-- start of Information given --
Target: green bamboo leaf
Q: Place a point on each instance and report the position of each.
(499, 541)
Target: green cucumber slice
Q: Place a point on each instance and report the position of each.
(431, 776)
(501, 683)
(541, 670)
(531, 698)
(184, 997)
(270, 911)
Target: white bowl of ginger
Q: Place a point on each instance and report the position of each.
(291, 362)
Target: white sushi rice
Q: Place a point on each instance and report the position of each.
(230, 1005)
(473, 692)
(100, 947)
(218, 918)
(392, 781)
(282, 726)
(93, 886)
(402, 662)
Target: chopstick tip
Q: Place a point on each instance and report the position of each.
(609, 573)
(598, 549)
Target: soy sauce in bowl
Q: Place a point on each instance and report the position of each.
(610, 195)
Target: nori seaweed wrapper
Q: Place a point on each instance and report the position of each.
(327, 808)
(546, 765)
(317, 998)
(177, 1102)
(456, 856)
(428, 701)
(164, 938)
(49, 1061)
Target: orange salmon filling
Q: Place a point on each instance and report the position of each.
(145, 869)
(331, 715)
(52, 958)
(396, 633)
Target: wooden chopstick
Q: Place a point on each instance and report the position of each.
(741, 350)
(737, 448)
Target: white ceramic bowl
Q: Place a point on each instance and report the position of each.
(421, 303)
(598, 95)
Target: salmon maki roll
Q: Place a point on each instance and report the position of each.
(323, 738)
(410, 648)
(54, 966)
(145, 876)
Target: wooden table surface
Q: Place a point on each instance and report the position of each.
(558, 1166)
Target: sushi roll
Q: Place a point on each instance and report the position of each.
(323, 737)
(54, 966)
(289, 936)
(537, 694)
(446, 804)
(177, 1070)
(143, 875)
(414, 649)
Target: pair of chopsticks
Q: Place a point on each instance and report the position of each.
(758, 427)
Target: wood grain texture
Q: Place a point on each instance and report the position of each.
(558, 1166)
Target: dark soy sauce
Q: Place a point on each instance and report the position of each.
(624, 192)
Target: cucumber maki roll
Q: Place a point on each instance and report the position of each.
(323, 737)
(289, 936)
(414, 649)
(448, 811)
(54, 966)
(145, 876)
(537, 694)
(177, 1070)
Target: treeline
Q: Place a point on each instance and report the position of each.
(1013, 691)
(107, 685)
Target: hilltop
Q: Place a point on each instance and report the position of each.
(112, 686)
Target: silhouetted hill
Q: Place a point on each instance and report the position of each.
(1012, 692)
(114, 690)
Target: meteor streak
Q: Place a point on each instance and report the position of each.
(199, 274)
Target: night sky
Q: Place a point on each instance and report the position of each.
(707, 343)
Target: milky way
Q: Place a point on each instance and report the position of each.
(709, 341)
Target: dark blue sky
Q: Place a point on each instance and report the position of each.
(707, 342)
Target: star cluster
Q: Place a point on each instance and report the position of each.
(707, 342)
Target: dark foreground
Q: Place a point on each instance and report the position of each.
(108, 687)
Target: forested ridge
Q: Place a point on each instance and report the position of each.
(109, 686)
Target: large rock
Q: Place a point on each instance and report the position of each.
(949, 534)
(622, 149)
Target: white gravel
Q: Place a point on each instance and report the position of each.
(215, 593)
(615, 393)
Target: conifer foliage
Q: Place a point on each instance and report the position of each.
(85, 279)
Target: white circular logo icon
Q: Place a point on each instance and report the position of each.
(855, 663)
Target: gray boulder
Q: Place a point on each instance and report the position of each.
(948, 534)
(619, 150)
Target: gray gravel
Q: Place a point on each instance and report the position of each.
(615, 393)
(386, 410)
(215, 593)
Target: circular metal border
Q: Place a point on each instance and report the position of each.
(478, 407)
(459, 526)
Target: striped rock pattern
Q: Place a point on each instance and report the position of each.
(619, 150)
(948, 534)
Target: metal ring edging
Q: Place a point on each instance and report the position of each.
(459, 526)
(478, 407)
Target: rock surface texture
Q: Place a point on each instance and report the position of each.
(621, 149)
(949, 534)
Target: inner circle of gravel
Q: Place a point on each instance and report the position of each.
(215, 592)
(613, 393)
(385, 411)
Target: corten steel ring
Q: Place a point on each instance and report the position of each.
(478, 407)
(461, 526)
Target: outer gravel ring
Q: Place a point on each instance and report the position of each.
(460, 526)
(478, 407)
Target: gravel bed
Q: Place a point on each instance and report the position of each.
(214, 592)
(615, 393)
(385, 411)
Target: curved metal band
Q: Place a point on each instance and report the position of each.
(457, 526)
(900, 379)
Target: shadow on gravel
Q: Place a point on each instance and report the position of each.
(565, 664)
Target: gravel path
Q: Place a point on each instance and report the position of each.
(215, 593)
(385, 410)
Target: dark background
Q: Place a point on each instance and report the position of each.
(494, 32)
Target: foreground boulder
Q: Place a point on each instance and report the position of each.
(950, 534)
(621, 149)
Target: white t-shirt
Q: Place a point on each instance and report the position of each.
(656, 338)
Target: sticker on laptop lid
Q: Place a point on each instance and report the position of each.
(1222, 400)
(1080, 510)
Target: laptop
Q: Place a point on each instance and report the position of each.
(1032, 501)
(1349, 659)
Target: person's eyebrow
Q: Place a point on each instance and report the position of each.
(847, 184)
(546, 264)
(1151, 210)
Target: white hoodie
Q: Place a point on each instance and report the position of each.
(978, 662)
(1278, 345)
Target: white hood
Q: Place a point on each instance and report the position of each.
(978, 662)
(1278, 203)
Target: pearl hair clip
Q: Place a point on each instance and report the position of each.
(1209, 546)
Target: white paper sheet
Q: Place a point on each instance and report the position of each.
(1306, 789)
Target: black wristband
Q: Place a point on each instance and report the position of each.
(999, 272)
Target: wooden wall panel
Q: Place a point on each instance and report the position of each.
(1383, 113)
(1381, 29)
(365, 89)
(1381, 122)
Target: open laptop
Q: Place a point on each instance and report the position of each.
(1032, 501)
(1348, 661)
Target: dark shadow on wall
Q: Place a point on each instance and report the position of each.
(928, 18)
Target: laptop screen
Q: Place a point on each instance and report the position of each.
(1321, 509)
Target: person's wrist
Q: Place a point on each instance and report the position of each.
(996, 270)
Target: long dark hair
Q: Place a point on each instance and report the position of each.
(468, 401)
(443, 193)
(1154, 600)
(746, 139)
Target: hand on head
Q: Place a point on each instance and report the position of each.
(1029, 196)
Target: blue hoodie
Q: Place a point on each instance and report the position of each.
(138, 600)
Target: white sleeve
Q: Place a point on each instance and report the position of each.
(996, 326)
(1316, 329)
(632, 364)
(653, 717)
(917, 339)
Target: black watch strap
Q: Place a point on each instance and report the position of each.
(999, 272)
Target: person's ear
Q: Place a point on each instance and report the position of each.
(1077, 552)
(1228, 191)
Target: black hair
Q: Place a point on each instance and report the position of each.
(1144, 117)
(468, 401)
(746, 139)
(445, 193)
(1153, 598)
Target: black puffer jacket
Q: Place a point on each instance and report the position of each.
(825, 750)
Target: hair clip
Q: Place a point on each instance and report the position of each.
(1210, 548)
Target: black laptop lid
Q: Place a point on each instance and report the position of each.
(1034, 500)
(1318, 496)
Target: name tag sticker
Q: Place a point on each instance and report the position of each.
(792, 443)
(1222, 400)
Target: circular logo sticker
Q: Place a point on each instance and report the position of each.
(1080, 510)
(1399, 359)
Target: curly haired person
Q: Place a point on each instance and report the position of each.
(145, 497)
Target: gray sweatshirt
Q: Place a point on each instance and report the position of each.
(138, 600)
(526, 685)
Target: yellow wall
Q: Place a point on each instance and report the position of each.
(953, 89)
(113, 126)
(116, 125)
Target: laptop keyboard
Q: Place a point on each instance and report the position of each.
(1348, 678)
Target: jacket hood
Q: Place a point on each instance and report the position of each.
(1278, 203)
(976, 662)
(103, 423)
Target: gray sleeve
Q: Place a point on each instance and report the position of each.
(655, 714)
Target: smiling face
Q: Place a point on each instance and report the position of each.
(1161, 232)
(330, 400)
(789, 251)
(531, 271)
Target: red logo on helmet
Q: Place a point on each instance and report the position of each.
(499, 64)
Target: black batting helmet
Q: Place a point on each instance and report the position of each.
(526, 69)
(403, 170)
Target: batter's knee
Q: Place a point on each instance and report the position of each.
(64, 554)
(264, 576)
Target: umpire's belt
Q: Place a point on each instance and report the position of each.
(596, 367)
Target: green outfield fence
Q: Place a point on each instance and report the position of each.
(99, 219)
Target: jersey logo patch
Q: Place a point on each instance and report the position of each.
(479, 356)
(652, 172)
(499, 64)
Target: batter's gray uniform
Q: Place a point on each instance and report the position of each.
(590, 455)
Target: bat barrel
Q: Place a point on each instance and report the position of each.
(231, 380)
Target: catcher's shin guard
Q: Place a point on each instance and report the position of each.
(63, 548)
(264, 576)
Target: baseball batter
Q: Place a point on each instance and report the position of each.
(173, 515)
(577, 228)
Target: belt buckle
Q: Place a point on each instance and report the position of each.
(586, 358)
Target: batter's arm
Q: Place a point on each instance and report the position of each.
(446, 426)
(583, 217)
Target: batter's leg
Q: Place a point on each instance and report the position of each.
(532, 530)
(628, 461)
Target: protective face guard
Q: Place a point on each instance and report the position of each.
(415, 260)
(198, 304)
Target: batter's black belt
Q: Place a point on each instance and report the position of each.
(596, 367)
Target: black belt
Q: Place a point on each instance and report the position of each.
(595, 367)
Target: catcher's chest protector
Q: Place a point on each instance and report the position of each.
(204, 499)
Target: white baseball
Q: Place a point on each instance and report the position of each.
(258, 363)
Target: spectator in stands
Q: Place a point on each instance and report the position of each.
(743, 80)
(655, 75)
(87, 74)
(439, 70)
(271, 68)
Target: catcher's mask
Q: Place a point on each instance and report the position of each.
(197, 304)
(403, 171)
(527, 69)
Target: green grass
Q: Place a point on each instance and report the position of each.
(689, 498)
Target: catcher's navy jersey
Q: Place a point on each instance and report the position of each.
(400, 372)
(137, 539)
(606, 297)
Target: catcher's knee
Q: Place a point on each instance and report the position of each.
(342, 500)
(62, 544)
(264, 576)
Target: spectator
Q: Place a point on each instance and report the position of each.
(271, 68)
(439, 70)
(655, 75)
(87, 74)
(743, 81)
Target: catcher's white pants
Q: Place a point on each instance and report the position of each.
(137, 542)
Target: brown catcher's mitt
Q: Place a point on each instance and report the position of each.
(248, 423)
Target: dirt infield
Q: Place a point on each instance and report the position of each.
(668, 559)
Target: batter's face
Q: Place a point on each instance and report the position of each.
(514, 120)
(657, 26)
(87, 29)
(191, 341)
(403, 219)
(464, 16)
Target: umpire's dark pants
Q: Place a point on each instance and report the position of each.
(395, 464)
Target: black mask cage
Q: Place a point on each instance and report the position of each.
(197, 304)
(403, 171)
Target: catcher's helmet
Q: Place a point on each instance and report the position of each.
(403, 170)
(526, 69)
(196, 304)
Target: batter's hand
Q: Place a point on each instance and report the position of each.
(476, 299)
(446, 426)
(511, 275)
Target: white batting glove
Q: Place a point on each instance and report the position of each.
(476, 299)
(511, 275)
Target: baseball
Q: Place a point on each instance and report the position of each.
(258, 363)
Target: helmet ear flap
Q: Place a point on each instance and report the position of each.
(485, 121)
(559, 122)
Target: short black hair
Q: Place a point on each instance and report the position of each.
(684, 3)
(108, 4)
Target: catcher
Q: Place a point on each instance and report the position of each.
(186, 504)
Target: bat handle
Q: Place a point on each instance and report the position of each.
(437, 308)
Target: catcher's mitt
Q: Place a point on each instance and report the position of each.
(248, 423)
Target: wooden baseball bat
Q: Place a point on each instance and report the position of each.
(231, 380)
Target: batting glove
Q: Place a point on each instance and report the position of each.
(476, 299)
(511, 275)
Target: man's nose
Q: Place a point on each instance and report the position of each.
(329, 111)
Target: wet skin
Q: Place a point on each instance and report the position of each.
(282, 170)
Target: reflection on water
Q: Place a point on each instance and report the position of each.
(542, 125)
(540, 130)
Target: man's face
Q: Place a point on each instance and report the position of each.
-- end of Information given --
Reproduce the listing, starting at the line containing "Target: man's nose" and ending at the final line of the listing, with the requests included. Adjust every coordinate in the answers by -111.

Target: man's nose
Q: Place a point on each instance and report the position of each.
(218, 0)
Target: wet skin
Q: Place a point on each instance and report the position of each.
(171, 59)
Target: reflection on water
Q: Place a point on each instance and report the position of each.
(431, 14)
(429, 19)
Target: man's face
Q: Place a point on each instance and report the position of each.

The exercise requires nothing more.